Exercise aim: Give the data a second time, exactly and in full.

· · · · · · ·

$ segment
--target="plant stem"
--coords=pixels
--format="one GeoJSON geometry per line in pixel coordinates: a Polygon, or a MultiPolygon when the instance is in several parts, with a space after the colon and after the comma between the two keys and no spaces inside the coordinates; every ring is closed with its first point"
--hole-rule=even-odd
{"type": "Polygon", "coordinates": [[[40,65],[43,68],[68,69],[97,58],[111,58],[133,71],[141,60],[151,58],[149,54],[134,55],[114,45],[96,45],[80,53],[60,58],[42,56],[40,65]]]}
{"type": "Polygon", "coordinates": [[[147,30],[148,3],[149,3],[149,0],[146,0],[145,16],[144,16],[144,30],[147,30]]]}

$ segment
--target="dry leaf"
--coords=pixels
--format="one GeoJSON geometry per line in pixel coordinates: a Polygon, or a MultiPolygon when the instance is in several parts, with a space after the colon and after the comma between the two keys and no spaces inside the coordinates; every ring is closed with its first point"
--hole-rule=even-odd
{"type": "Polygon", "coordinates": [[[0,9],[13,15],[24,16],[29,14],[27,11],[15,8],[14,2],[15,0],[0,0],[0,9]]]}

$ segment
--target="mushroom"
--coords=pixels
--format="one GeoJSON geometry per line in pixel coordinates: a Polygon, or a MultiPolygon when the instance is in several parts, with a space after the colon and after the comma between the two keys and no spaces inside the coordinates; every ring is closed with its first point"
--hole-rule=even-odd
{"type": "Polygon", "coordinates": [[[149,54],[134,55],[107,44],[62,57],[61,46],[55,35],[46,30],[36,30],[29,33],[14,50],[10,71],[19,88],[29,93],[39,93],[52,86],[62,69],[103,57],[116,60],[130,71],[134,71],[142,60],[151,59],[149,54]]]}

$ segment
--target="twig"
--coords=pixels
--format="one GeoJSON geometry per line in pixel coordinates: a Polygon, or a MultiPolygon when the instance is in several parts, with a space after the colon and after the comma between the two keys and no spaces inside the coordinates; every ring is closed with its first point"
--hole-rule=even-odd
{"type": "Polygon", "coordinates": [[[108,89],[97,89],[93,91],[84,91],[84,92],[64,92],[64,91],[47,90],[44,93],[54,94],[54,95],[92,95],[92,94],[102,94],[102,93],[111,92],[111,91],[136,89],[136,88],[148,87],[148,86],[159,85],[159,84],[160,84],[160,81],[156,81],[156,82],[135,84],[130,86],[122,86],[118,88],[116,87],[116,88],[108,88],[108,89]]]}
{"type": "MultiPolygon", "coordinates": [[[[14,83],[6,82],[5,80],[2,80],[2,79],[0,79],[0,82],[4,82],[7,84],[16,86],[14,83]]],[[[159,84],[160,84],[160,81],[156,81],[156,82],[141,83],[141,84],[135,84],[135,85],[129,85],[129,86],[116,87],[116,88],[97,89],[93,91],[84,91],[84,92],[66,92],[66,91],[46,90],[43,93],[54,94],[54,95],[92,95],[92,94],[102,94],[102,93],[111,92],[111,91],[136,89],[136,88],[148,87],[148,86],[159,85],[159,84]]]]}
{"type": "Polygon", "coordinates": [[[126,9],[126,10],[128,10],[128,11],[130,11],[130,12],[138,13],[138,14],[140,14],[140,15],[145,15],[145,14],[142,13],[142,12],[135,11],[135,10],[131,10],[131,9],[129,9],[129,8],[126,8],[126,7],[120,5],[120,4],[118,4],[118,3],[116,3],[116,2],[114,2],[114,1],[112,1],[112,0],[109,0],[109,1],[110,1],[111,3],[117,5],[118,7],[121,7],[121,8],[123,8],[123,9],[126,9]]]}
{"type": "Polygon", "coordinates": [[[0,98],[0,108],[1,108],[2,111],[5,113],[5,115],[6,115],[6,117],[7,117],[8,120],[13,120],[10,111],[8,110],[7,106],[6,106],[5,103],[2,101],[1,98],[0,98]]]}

· · · · · · ·

Right answer:
$ segment
--target="plant stem"
--coords=pixels
--format="one GeoJSON geometry per line in pixel coordinates: a Polygon, or a MultiPolygon when the instance is in several parts, with a space after the colon and after the comma between the two keys and no spaces inside the coordinates; every ring is closed with its first point"
--hole-rule=even-odd
{"type": "Polygon", "coordinates": [[[40,65],[43,68],[68,69],[97,58],[111,58],[133,71],[141,60],[151,58],[149,54],[134,55],[114,45],[96,45],[80,53],[60,58],[42,56],[40,65]]]}
{"type": "Polygon", "coordinates": [[[147,30],[148,3],[149,3],[149,0],[146,0],[145,16],[144,16],[144,30],[147,30]]]}

$ segment
--target="dry leaf"
--coords=pixels
--format="one GeoJSON geometry per line in pixel coordinates: a Polygon, or a MultiPolygon when the instance is in several parts, with a space after the colon and after the comma between the two keys and no spaces inside the coordinates; every ring is closed with its first point"
--hole-rule=even-odd
{"type": "Polygon", "coordinates": [[[0,9],[13,15],[24,16],[29,14],[27,11],[15,8],[14,2],[15,0],[0,0],[0,9]]]}

$ segment
--target="mushroom"
--coords=pixels
--format="one GeoJSON geometry per line in pixel coordinates: a Polygon, or a MultiPolygon when the instance is in several parts, with a space after the colon and after the comma between the two keys and no spaces inside the coordinates; every ring is closed with its first point"
--hole-rule=even-odd
{"type": "Polygon", "coordinates": [[[149,54],[134,55],[107,44],[62,57],[61,46],[55,35],[46,30],[36,30],[29,33],[14,50],[10,71],[19,88],[29,93],[39,93],[52,86],[62,69],[103,57],[116,60],[130,71],[134,71],[142,60],[151,59],[149,54]]]}

$ segment
--target="twig"
--coords=pixels
--format="one GeoJSON geometry per line in pixel coordinates: a Polygon, or a MultiPolygon when the instance is in several parts, with a space after the colon and after the comma between the two keys and no spaces inside the coordinates; every ring is closed with its first point"
--hole-rule=even-odd
{"type": "Polygon", "coordinates": [[[108,89],[97,89],[93,91],[84,91],[84,92],[64,92],[64,91],[47,90],[44,93],[54,94],[54,95],[92,95],[92,94],[102,94],[102,93],[111,92],[111,91],[136,89],[136,88],[148,87],[148,86],[159,85],[159,84],[160,84],[160,81],[156,81],[156,82],[135,84],[130,86],[122,86],[118,88],[116,87],[116,88],[108,88],[108,89]]]}
{"type": "MultiPolygon", "coordinates": [[[[14,83],[6,82],[5,80],[2,80],[2,79],[0,79],[0,82],[4,82],[7,84],[16,86],[14,83]]],[[[159,84],[160,84],[160,81],[156,81],[156,82],[141,83],[141,84],[135,84],[135,85],[129,85],[129,86],[116,87],[116,88],[97,89],[93,91],[84,91],[84,92],[66,92],[66,91],[46,90],[43,93],[54,94],[54,95],[92,95],[92,94],[102,94],[102,93],[111,92],[111,91],[136,89],[136,88],[148,87],[148,86],[159,85],[159,84]]]]}
{"type": "Polygon", "coordinates": [[[126,9],[126,10],[128,10],[128,11],[130,11],[130,12],[138,13],[138,14],[140,14],[140,15],[145,15],[145,14],[142,13],[142,12],[135,11],[135,10],[131,10],[131,9],[129,9],[129,8],[126,8],[126,7],[120,5],[120,4],[118,4],[118,3],[116,3],[116,2],[114,2],[114,1],[112,1],[112,0],[109,0],[109,1],[110,1],[111,3],[117,5],[118,7],[121,7],[121,8],[123,8],[123,9],[126,9]]]}
{"type": "Polygon", "coordinates": [[[0,98],[0,108],[1,108],[2,111],[5,113],[5,115],[6,115],[6,117],[7,117],[8,120],[13,120],[10,111],[8,110],[7,106],[6,106],[5,103],[2,101],[1,98],[0,98]]]}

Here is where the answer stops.